Task.
Write the records out again, unchanged.

****************

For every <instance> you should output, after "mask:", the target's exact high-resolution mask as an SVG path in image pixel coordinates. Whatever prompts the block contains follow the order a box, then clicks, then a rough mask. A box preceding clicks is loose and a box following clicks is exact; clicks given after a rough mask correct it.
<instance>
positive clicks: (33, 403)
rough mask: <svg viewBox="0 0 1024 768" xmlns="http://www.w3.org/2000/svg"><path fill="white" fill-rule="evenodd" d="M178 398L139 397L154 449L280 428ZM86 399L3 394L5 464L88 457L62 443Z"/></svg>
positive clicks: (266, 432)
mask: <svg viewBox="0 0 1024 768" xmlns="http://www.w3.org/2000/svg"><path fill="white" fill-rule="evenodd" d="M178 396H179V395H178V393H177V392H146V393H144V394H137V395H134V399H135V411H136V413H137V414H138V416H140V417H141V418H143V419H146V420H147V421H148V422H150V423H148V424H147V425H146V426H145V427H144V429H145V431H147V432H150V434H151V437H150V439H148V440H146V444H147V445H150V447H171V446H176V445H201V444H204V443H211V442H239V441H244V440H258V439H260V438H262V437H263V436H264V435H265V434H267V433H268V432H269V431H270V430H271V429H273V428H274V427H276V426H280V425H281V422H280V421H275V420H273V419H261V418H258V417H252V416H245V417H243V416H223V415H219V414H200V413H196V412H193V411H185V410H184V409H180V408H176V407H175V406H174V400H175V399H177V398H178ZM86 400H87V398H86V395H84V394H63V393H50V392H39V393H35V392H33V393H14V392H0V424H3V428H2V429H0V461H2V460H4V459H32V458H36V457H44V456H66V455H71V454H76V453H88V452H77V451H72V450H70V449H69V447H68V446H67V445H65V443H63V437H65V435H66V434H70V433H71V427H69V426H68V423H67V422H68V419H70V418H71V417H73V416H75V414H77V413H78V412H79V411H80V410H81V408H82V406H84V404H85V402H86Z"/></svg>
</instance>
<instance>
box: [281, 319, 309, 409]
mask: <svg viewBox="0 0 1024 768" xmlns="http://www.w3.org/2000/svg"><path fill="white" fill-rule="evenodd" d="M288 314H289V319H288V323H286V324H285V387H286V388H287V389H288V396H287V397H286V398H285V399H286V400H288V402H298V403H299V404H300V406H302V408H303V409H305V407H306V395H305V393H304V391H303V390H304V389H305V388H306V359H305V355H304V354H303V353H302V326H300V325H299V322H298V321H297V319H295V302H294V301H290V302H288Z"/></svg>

****************

Answer space.
For every <instance> you should output, after "mask:", the target's exact high-resolution mask as an SVG path in image pixel coordinates. Whatever prompts the block contains follow the order a box, then clicks, then a rough mask. A box preceding clicks is loose and a box following clicks is exact; clicks given after a rough mask correct it.
<instance>
positive clicks: (33, 403)
rough mask: <svg viewBox="0 0 1024 768" xmlns="http://www.w3.org/2000/svg"><path fill="white" fill-rule="evenodd" d="M178 398L139 397L154 449L280 428ZM86 399L3 394L5 464L88 457L62 443Z"/></svg>
positive clicks: (266, 432)
mask: <svg viewBox="0 0 1024 768" xmlns="http://www.w3.org/2000/svg"><path fill="white" fill-rule="evenodd" d="M178 396H179V395H178V393H177V392H146V393H144V394H137V395H134V399H135V411H136V413H137V414H138V416H140V417H141V418H143V419H146V420H147V421H148V422H150V423H148V424H147V425H146V426H145V427H144V429H145V431H147V432H150V434H151V437H150V439H148V440H146V444H147V445H150V447H171V446H176V445H201V444H204V443H211V442H239V441H244V440H258V439H260V438H262V437H263V436H264V435H265V434H267V433H268V432H269V431H270V430H271V429H273V428H274V427H276V426H280V425H281V422H280V421H275V420H273V419H261V418H258V417H252V416H245V417H243V416H223V415H219V414H200V413H196V412H193V411H185V410H184V409H180V408H176V407H175V406H174V400H175V399H177V398H178ZM86 400H87V398H86V395H84V394H63V393H50V392H39V393H35V392H33V393H14V392H0V424H3V428H2V429H0V461H2V460H4V459H32V458H36V457H44V456H66V455H71V454H76V453H88V452H77V451H72V450H70V449H69V447H68V446H67V445H65V443H63V437H65V435H66V434H70V433H71V427H69V426H68V423H67V422H68V419H70V418H71V417H73V416H75V414H77V413H78V412H79V411H80V410H81V408H82V406H84V404H85V402H86Z"/></svg>
</instance>
<instance>
box: [281, 319, 309, 409]
mask: <svg viewBox="0 0 1024 768" xmlns="http://www.w3.org/2000/svg"><path fill="white" fill-rule="evenodd" d="M288 314H289V319H288V323H286V324H285V387H286V388H287V389H288V396H287V397H286V398H285V399H286V400H288V402H298V403H299V404H300V406H302V408H303V409H305V407H306V395H305V393H304V391H303V390H304V389H305V388H306V359H305V355H304V354H303V353H302V326H300V325H299V322H298V321H297V319H295V302H294V301H290V302H288Z"/></svg>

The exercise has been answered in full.